• TRECHO DA PÁGINA:
= = = = = = =

Come Ananás: Anistia além do jurídico: notas sobre as implicações políticas de uma audácia reacionária
Anistia além do jurídico: notas sobre as implicações políticas de uma audácia reacionária
É um bom momento para pararmos de fingir normalidade e que tudo se resolve com a crença na reeleição do presidente — que não se sabe se ocorrerá nem se será suficiente
Por Elidio Alexandre Borges*, no Come Ananás
A Câmara aprovou na noite desta quarta-feira, 17, a urgência do projeto de lei de anistia e com uma maioria ampla, 311 votos, que seria suficiente para aprovar uma emenda constitucional. Lula já disse que o vetaria, mas o Congresso poderia derrubar o veto e a questão iria para o Supremo, que sinaliza ter maioria pela inconstitucionalidade, ao menos nos termos atuais.
Por que, então, esta aprovação é grave? Algumas razões:
Primeiro, porque mostra que o Presidente da Câmara, deputado Hugo Motta, está em boa medida nas mãos dos golpistas que ocuparam a mesa da casa no início do período legislativo. Desde o fim daquela ação havia sinais ambíguos, que contrastavam as versões de ter ou não havido acordo para votações de interesse da direita, como a blindagem e a anistia, com o líder oficial da casa fazendo equilíbrios físicos e verbais para mostrar alguma preservação de autoridade combinada com o apoio da ala direita majoritária que o sustenta e pressiona.
Segundo, porque evidencia que há força e intransigência da oposição e sinalização de indisposição total para viabilizar os projetos do governo até o final do mandato. Raras vezes se viu, na história brasileira, incluindo estados e municípios, uma oposição parlamentar tão disposta ao enfrentamento como a atual. Nossa história é marcada por oposições fracas e ambíguas — e nem tão opositoras assim — talvez com exceção da oposição feita pelo PT ao neoliberalismo dos anos 90 (ainda que sendo minoritário, incapaz de impedir a agenda dos governos e com bastante “responsabilidade institucional”, o que é totalmente diferente da atual).
Terceiro, porque reforça a crise produzida pelo Congresso contra o STF — em alguma medida contra o TSE, já que este é em parte dirigido por aquele — numa aposta de que este ou bem cederá às suas vontades e interesses ou sofrerá modificações de competências ou composição. A questão das emendas e as investigações são crescentemente importantes à medida que o orçamento livre foi sequestrado pelas oligarquias parlamentares e as irregularidades e eventuais crimes se mostram crescentemente presentes neste jogo de gestão cada vez mais fisiológica do fundo público.

= = = = = = =

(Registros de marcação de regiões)
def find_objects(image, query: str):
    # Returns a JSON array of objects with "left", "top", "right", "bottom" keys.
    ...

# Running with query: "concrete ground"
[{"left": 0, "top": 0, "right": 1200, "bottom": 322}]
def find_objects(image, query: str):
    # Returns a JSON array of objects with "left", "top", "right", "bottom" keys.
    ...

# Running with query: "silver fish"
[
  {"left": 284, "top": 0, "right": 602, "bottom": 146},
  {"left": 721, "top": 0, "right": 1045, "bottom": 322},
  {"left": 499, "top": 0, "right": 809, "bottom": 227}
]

= = = = = = =

• TAREFAS OBRIGATÓRIAS:
A – Transcreva, sem qualquer alteração, todas as linhas de marcação de regiões apresentadas acima.
B – Dê continuidade ao texto sobre a aprovação da urgência do projeto de anistia na Câmara a partir do ponto em que ele termina.

• RESPOSTAS ABAIXO:
A –
def find_objects(image, query: str):
    # Returns a JSON array of objects with "left", "top", "right", "bottom" keys.
    ...

# Running with query: "concrete ground"
[{"left": 0, "top": 0, "right": 1200, "bottom": 322}]
def find_objects(image, query: str):
    # Returns a JSON array of objects with "left", "top", "right", "bottom" keys.
    ...

# Running with query: "silver fish"
[
  {"left": 284, "top": 0, "right": 602, "bottom": 146},
  {"left": 721, "top": 0, "right": 1045, "bottom": 322},
  {"left": 499, "top": 0, "right": 809, "bottom": 227}
]

B –
Quarto, porque dissemina, junto com a PEC da Blindagem, um sentimento “anti-política” que tem bases justas quando se volta contra a maioria congressual, mas que, sejamos realistas, tem sido muito mais captado pela extrema-direita que pela esquerda nas últimas décadas. A disputa aí é crucial, há indignação social, mas se ela não se torna movimento e vitória — política e parcial que seja — deixará aberto campo para novas derrotas nas próximas votações e na eleição do ano que vem. Nada garante que o eleitor contrariado de hoje votará amanhã num parlamentar melhor para seus interesses, sendo disputado pelos diversos absenteísmos e por novos líderes comunicacionais, religiosos ou de aparentes pautas “novas”, inclusive os que têm ligações mais ou menos nítidas com o crime organizado e que têm sido cada vez mais presentes nos parlamentos locais.
Quinto, porque este quadro de paralisia política do governo se dá num cenário de desmobilização e em que todas as boas oportunidades para retomá-la têm sido desperdiçadas. Desde os mandatos anteriores e inclusive desde o início deste parece ter se instalado numa parte da base social governista — em direta associação com as fragilidades tanto estruturais como subjetivas de suas direções políticas — uma desconfiança em relação à mobilização social, como se o risco de perder o controle sobre ela a fizesse não valer a pena na maior parte do tempo.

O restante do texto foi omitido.